● **ACTION ITEM**: Each line below with the word "side" needs to be copied.

● **RECORDS FOR THE EXERCISE**:
────────────────

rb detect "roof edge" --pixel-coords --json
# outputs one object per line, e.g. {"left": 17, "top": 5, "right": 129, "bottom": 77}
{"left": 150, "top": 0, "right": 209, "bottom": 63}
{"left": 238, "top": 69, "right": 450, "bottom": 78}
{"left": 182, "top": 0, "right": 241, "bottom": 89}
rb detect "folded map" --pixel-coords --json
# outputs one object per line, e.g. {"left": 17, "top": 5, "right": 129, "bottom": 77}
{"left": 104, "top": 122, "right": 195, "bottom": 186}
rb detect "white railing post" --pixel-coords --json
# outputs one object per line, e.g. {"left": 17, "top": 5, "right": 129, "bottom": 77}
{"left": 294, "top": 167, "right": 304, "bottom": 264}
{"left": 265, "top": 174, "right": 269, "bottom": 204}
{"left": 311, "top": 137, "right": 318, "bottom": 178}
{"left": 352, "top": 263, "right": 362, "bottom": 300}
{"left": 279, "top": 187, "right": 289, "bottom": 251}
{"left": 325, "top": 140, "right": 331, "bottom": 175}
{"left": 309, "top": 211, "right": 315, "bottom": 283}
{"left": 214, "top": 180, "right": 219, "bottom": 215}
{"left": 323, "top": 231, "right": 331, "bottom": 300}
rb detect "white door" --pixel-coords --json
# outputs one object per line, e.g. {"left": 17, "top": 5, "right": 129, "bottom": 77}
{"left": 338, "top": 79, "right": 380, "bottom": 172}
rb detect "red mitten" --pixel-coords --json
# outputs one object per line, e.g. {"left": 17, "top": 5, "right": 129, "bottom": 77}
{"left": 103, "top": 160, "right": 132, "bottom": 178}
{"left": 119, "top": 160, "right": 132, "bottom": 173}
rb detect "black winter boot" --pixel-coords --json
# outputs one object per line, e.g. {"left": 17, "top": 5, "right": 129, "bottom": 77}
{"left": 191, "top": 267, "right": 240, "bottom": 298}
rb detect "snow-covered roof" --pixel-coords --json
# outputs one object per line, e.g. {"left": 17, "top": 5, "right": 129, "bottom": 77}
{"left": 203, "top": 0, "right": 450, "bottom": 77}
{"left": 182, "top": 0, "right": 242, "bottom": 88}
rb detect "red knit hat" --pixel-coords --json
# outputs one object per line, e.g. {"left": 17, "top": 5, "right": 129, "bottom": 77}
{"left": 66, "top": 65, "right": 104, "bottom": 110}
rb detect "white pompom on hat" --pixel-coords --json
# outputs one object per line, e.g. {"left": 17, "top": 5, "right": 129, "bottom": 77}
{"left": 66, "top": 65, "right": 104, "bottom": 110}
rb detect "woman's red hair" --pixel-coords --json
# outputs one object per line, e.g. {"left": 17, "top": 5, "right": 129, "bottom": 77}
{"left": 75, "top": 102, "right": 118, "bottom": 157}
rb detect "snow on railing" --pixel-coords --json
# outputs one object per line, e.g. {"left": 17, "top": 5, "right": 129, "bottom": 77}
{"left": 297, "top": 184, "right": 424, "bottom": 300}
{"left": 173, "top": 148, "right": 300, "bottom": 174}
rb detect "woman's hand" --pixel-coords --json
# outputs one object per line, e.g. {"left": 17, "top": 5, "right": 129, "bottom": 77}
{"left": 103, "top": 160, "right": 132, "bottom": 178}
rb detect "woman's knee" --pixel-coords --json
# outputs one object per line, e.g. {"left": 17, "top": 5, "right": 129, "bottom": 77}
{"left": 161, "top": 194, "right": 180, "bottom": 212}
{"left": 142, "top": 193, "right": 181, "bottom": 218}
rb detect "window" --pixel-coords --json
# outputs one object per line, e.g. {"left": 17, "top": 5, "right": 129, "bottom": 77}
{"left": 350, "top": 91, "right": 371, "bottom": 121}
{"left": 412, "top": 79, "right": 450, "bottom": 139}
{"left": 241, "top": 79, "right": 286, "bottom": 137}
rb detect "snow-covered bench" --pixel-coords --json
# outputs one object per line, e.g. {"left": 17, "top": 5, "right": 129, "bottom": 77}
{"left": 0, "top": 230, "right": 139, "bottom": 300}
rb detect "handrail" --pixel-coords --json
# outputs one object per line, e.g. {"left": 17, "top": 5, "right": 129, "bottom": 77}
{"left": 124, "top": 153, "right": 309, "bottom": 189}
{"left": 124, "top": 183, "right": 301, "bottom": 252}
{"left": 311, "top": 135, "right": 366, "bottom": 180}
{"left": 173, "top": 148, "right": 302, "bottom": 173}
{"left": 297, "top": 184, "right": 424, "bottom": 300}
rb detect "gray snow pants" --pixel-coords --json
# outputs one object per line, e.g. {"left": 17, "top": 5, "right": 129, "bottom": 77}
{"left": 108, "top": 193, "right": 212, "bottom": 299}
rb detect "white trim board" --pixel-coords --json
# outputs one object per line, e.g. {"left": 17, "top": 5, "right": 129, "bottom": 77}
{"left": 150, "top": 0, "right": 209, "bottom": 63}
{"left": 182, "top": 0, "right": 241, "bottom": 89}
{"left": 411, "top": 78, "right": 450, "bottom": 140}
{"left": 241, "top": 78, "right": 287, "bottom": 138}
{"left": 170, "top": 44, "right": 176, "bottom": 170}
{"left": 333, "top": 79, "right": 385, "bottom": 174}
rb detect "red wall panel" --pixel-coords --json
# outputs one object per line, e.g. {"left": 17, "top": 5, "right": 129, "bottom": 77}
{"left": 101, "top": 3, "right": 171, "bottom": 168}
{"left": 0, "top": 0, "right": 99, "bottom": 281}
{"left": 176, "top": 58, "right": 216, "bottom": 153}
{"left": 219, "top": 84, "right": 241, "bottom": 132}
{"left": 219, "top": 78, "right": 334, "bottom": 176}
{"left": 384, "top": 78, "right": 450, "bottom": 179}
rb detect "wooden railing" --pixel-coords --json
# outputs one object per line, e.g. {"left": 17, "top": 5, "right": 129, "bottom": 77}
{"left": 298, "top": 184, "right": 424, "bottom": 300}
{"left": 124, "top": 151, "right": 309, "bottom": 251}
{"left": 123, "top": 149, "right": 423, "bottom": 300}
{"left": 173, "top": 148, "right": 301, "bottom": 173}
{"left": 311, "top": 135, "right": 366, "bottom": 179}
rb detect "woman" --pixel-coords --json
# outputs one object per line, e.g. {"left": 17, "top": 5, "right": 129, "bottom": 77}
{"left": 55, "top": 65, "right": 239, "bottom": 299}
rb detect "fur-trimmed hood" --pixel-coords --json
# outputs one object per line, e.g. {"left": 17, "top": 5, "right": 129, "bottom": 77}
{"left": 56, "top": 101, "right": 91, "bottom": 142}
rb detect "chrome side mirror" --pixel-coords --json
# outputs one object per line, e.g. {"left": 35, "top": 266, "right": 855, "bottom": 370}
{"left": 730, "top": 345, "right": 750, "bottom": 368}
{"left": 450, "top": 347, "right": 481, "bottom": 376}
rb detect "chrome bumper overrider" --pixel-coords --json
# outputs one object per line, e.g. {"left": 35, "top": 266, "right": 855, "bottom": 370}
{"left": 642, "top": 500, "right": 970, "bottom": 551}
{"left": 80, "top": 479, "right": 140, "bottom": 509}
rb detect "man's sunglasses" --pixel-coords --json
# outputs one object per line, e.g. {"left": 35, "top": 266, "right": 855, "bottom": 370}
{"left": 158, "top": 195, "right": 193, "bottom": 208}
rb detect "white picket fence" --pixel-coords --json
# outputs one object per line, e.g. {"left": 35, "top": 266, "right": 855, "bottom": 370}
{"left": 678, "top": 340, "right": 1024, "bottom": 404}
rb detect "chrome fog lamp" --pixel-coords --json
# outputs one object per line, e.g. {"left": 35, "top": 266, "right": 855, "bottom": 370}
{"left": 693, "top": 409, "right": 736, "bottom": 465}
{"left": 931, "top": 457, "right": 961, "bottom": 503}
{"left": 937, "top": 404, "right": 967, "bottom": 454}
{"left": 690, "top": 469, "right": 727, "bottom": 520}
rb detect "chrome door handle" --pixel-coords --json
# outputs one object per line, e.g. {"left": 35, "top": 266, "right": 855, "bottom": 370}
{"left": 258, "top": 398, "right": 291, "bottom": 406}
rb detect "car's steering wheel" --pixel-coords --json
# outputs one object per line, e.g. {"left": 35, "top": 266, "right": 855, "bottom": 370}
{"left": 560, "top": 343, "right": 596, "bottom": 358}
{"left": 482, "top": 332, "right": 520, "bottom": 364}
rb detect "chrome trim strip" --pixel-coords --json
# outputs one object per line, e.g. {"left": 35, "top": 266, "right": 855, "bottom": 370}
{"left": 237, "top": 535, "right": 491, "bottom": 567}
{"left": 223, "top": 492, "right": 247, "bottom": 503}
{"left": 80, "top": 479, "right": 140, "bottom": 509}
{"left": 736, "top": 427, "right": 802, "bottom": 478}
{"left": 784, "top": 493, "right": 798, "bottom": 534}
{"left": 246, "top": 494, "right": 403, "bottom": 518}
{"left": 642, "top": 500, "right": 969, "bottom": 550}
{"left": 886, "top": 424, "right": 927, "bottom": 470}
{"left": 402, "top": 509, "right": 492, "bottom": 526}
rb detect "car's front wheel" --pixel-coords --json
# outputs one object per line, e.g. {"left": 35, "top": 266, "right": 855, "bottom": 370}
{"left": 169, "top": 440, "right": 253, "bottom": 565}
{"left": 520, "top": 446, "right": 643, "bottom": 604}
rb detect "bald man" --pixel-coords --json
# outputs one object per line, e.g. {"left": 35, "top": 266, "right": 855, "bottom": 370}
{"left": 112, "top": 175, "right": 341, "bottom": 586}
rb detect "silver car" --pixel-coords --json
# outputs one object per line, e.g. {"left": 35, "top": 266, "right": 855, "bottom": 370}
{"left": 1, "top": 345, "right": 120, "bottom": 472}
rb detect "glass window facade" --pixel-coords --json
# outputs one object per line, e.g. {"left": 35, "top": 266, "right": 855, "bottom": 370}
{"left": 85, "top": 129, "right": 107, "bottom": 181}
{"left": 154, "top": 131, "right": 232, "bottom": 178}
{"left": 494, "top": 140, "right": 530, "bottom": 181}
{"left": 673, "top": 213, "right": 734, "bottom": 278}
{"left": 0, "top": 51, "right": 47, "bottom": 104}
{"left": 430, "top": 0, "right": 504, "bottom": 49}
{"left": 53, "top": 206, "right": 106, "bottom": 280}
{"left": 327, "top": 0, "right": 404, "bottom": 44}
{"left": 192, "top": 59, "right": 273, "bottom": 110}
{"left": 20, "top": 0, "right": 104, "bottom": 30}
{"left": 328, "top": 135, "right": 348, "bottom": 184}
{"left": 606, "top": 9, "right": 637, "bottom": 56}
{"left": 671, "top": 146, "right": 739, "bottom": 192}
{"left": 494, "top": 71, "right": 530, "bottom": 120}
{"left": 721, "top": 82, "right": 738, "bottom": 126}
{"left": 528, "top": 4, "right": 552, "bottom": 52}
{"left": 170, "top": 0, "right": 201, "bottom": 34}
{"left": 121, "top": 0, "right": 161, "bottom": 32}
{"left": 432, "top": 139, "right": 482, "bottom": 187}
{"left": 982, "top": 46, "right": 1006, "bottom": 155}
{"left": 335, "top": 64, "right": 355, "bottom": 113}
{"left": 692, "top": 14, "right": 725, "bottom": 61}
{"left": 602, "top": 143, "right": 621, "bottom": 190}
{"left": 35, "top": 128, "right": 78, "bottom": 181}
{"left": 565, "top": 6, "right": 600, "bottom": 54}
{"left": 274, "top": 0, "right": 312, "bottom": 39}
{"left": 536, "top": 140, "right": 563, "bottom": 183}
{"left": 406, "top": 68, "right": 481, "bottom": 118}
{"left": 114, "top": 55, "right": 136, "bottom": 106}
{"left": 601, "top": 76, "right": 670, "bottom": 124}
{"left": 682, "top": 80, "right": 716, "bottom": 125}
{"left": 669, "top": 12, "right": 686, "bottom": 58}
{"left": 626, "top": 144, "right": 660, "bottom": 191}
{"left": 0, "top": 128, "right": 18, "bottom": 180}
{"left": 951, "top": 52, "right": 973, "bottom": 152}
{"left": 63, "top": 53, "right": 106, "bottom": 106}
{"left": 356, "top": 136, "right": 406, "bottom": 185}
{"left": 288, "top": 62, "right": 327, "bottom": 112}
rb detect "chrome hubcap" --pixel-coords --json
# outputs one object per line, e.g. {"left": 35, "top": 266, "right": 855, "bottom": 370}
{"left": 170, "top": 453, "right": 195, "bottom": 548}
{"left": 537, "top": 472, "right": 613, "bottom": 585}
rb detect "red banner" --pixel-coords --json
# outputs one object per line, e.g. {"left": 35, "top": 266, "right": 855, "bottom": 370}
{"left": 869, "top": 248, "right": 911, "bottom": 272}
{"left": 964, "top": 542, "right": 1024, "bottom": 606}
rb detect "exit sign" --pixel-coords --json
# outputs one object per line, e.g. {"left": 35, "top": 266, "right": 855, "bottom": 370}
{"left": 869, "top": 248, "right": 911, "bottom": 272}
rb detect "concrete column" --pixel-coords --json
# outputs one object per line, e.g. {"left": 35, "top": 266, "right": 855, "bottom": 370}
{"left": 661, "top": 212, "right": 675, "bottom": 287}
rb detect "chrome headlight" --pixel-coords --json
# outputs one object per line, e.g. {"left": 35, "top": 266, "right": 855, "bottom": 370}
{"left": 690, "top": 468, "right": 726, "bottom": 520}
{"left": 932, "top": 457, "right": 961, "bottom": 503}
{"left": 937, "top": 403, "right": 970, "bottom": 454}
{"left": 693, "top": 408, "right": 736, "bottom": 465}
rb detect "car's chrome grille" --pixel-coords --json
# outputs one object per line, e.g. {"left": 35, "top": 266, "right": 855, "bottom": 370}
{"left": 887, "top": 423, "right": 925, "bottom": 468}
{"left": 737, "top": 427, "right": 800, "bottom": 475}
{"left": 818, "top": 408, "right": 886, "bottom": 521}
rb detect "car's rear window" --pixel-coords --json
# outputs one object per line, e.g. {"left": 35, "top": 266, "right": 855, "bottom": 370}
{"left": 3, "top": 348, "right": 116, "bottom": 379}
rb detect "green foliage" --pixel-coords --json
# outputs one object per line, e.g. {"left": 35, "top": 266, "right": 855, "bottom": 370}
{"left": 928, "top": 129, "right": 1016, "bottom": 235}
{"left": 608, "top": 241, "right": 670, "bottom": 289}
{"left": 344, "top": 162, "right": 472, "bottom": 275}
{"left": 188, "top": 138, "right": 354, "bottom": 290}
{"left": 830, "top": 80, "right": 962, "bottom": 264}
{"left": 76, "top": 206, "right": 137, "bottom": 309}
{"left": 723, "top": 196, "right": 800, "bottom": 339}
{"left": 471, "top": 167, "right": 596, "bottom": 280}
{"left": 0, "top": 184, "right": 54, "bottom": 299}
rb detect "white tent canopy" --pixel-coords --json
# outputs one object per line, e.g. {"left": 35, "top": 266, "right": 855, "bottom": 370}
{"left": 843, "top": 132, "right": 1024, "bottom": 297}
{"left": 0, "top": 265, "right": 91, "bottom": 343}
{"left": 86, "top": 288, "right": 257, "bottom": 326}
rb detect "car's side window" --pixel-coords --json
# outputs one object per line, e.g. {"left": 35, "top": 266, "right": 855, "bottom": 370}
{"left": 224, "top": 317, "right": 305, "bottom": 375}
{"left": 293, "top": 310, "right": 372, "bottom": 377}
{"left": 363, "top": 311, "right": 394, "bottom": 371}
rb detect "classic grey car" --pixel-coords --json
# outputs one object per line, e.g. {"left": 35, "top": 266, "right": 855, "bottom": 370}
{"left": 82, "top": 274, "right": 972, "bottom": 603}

────────────────

● **ANSWER BOX**:
rb detect "chrome side mirror" --pixel-coords --json
rb detect "car's side window" --pixel-coords --json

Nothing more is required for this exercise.